DOCUMENT PASSAGE »
Let’s assume we have allocated subjects to the two groups randomly. Let’s say that we also measured the IQ of each person using an IQ test. We did so because we expected that IQ could have a strong influence on response times, and we wanted to control for this influence. We now can check whether the two groups had the same average IQ.

df_contrasts5 %>%
  group_by(F) %>%
  summarize(M.IQ = mean(IQ))

## # A tibble: 2 × 2
##   F      M.IQ
##   <fct> <dbl>
## 1 F1       85
## 2 F2      115

Group $F2$ not only obtained additional training and had faster response times, group $F2$ also had a higher IQ (mean of 115) on average than group $F1$ (mean IQ = 85). Thus, the random allocation of subjects to the two groups seems to have created–by chance–a difference in IQs. Now we can ask the question: why might response times in group $F2$ be faster than in group $F1$? Is this because of the training program in $F2$? Or is this simply because the average IQ in group $F2$ was higher than in group $F1$? To investigate this question, we add both predictor variables simultaneously in a brms model. Before we enter the continuous IQ variable, we center it, by subtracting its mean. Centering covariates is generally good practice. Moreover, it is often important to $z$-transform the covariate, i.e., to not only subtract the mean, but also to divide by its standard deviation (this can be done as follows: df_contrasts5$IQ.s <- scale(df_contrasts5$IQ)). The reason why this is often important is that the sampler doesn’t work well if predictors have different scales. For the simple models we use here, the sampler works without $z$-transformation. However, for more realistic and more complex models, $z$-transformation of covariates is often very important.

A block of data »

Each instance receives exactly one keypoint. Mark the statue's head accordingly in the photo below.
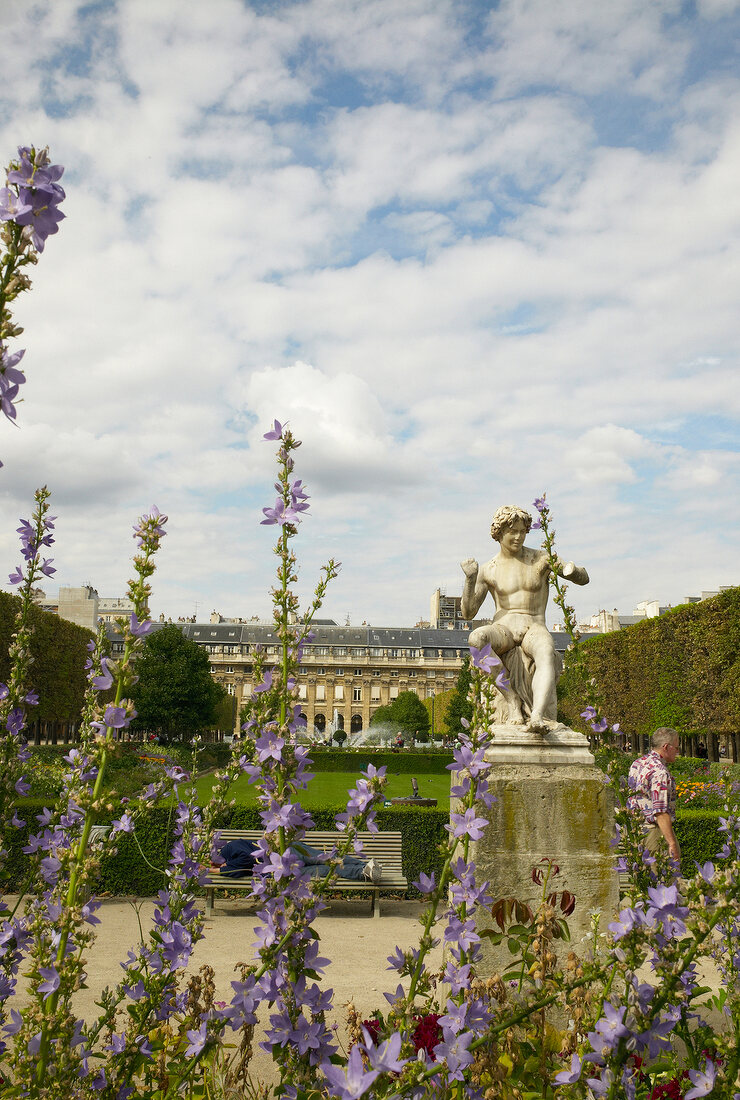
(505, 517)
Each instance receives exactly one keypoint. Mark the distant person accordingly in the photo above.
(518, 580)
(653, 792)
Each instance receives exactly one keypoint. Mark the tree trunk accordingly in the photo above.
(713, 748)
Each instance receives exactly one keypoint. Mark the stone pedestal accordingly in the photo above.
(552, 801)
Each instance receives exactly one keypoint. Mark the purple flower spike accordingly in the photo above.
(703, 1081)
(51, 982)
(197, 1041)
(140, 629)
(106, 679)
(570, 1077)
(484, 659)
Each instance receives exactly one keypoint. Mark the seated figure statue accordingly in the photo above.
(518, 580)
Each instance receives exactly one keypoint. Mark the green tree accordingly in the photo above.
(175, 693)
(408, 714)
(382, 716)
(460, 706)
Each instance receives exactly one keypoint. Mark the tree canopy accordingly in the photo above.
(175, 694)
(460, 706)
(59, 651)
(406, 713)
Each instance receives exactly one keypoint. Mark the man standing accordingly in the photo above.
(653, 791)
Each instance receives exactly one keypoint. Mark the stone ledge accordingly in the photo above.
(559, 746)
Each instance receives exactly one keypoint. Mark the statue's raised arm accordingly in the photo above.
(518, 580)
(572, 572)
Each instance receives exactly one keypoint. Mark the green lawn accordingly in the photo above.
(330, 788)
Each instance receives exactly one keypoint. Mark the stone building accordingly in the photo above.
(345, 672)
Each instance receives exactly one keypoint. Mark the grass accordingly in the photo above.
(330, 789)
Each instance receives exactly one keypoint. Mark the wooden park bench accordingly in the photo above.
(384, 847)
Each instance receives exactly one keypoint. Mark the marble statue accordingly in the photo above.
(518, 580)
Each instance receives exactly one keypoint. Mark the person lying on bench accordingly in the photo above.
(236, 859)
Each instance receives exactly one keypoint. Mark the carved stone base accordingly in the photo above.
(552, 802)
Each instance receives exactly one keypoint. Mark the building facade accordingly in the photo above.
(345, 672)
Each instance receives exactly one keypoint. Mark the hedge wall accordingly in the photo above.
(681, 669)
(404, 761)
(58, 650)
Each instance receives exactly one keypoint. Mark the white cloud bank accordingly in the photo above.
(468, 254)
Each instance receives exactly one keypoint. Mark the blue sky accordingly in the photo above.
(471, 252)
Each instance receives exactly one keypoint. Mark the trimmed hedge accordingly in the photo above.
(59, 650)
(681, 669)
(697, 832)
(137, 867)
(429, 762)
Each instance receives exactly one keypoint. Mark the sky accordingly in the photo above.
(471, 252)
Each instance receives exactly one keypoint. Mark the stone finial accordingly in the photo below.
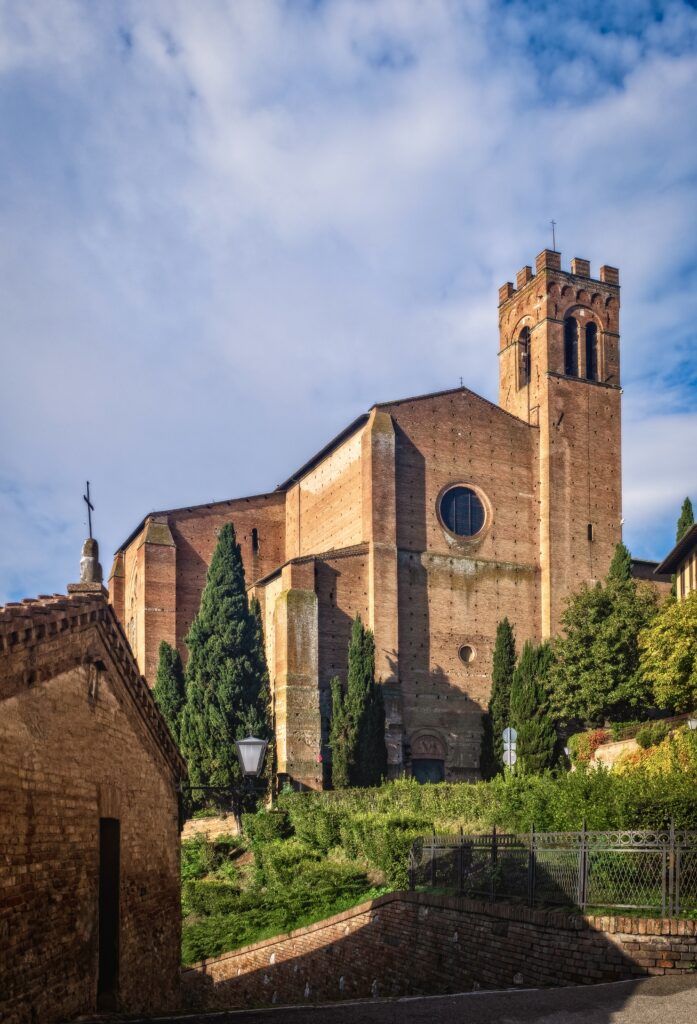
(90, 570)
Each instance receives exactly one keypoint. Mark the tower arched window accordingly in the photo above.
(524, 357)
(571, 346)
(592, 360)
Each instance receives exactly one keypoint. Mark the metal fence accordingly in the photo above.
(655, 871)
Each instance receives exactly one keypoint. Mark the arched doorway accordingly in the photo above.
(428, 758)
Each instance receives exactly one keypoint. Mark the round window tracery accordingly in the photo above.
(462, 511)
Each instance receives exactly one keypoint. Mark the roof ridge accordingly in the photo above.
(79, 609)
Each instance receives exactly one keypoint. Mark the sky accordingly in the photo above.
(227, 227)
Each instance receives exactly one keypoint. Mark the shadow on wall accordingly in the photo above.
(420, 944)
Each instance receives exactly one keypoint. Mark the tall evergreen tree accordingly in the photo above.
(226, 677)
(341, 738)
(687, 519)
(596, 672)
(357, 734)
(502, 678)
(529, 710)
(169, 690)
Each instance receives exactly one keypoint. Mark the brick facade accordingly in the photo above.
(358, 529)
(419, 944)
(82, 740)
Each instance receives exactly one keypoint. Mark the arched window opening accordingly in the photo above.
(592, 351)
(524, 357)
(571, 347)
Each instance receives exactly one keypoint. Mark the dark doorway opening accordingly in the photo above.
(110, 857)
(428, 770)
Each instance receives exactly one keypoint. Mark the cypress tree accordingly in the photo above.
(226, 677)
(357, 733)
(341, 741)
(687, 519)
(596, 673)
(529, 713)
(169, 687)
(499, 701)
(620, 566)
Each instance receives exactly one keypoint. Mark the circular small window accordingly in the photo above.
(462, 511)
(467, 653)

WHAT IS EXPECTED »
Retype the passage on the IQ difference between the groups above, from "Let’s assume we" up to and including "summarize(M.IQ = mean(IQ))".

EXERCISE SOLUTION »
Let’s assume we have allocated subjects to the two groups randomly. Let’s say that we also measured the IQ of each person using an IQ test. We did so because we expected that IQ could have a strong influence on response times, and we wanted to control for this influence. We now can check whether the two groups had the same average IQ.

df_contrasts5 %>%
  group_by(F) %>%
  summarize(M.IQ = mean(IQ))